- **Task instructions**: Only lines containing the string "target" belong in the answer; find them in the records and copy them.

- **Data excerpts**:
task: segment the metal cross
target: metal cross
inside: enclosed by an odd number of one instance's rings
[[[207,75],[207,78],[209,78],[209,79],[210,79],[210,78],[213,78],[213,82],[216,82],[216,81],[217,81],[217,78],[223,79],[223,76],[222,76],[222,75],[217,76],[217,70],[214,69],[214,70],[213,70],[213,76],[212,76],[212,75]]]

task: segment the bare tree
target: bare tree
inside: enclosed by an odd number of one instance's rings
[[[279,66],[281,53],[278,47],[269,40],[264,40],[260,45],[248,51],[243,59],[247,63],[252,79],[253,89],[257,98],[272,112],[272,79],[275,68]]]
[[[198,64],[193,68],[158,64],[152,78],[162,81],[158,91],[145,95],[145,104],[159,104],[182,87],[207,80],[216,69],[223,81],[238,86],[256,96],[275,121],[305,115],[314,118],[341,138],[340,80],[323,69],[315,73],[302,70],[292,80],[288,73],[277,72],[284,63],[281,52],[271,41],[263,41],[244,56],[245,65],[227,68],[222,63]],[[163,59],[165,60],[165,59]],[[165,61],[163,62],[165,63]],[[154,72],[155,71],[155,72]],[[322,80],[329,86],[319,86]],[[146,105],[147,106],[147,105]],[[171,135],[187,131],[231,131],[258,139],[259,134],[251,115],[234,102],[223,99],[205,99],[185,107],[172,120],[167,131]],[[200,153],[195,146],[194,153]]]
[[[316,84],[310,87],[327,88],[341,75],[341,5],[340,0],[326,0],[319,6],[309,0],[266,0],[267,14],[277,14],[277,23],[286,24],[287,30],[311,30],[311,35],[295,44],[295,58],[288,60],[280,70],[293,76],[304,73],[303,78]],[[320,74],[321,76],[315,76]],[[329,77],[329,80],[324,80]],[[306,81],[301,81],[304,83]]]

...

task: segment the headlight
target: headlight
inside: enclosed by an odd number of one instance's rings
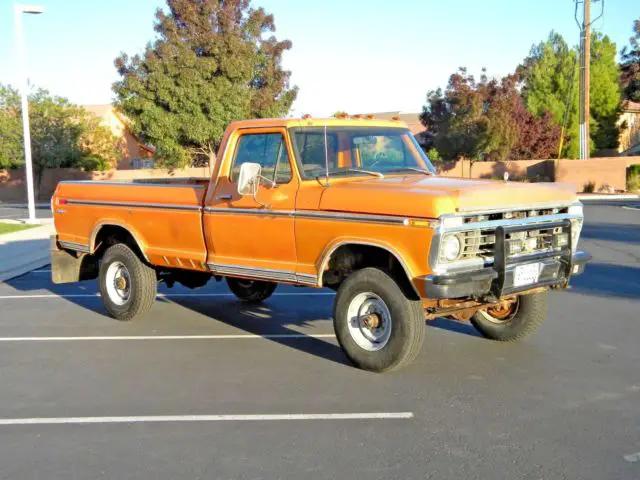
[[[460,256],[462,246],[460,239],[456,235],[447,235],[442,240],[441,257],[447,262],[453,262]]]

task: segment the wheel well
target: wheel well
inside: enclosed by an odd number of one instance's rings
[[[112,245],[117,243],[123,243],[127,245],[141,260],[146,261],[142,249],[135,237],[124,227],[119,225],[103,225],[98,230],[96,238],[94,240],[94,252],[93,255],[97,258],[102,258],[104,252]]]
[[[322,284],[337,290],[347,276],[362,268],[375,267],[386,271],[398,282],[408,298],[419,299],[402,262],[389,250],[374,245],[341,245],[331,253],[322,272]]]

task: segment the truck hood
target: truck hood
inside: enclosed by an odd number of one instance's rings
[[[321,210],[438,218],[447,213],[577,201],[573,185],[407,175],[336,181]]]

--

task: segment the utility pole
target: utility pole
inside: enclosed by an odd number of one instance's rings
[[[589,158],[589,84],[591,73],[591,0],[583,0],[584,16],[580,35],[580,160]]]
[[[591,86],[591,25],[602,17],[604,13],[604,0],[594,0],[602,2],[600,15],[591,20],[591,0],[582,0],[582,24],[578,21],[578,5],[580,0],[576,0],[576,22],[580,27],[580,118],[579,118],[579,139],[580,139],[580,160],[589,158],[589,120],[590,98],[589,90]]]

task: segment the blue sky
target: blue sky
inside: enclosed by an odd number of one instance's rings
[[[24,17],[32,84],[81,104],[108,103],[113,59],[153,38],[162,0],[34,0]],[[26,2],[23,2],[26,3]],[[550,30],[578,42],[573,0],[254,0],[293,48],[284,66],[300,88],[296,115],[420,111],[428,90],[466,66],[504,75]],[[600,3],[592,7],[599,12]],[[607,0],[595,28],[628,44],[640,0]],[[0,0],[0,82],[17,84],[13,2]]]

- **Written response**:
target: metal cross
target: bare tree
target: headlight
target: wheel well
target: truck hood
target: utility pole
target: blue sky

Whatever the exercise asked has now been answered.